▶ WORK TO BE COMPLETED
Please quote the stretch of the text on the Argentine research groups that opens with the words containing "INTA-EEA: The Salta" and closes with "ecosystem service provisioning.".

▶ PROVIDED TEXT

UMdP: The Agroecosystems and Rural Landscapes Group at the National University Mar del Plata, led by Dr. Laterra, has been exploring the ecology of agricultural landscapes in Argentina for over 20 years. The group has pioneered the evaluation of ES in Latin America, leads the continental Vulnerability and Ecosystem Services for Territorial Planning network and developed tools such as ECOSER that evaluates ES for spatial land use planning. Dr. Mastrangelo leads projects focusing on changes in ES due to agricultural intensification and expansion, and has assessed land use and biodiversity trade-offs in the Chaco.

INTA-EEA: The Salta Agricultural Experiment Station of INTA aims to contribute to sustainable development in Argentina’s Northwest by carrying out research projects and engaging in technology transfer in agricultural monitoring and impact assessments. Dr. Volante leads the Laboratory of Remote Sensing and GIS that aims to understand land use dynamics in the Chaco. The team has recently assessed changes in land management, its spatial determinants and the effect of land change on ecosystem service provisioning.

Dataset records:

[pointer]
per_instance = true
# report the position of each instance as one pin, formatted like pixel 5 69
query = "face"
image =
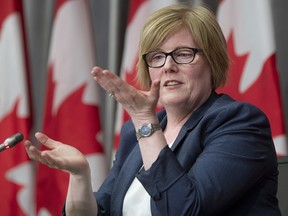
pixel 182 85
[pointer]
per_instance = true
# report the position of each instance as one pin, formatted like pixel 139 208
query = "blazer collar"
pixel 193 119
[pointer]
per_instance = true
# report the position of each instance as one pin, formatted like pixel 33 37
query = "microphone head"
---
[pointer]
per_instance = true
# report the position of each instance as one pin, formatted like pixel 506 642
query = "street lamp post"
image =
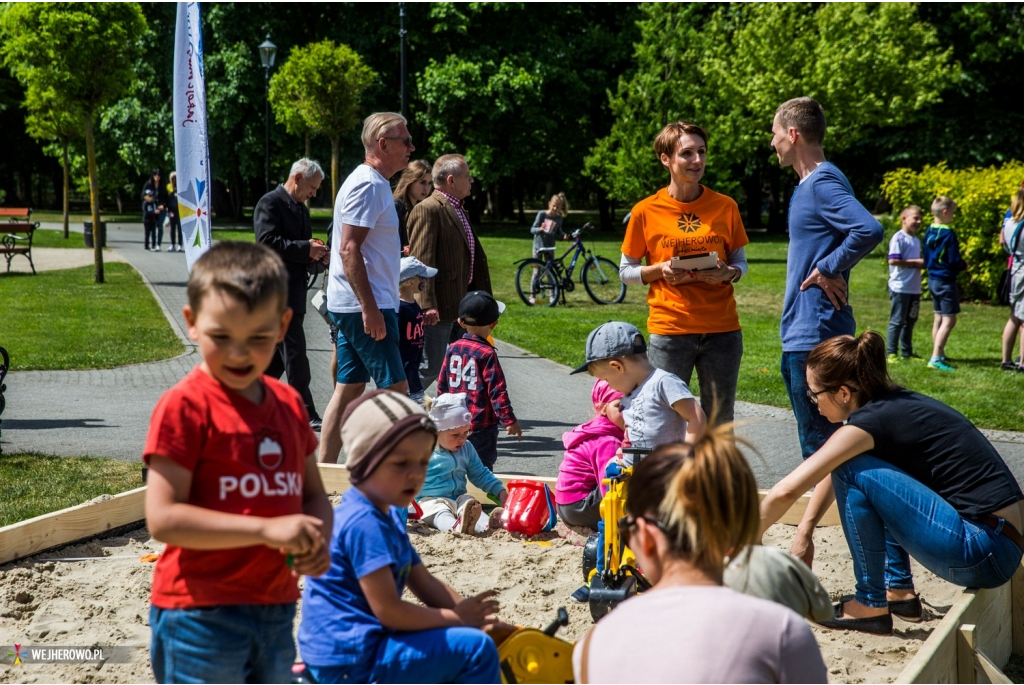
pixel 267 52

▶ FINISHED EXERCISE
INTA-EEA: The Salta Agricultural Experiment Station of INTA aims to contribute to sustainable development in Argentina’s Northwest by carrying out research projects and engaging in technology transfer in agricultural monitoring and impact assessments. Dr. Volante leads the Laboratory of Remote Sensing and GIS that aims to understand land use dynamics in the Chaco. The team has recently assessed changes in land management, its spatial determinants and the effect of land change on ecosystem service provisioning.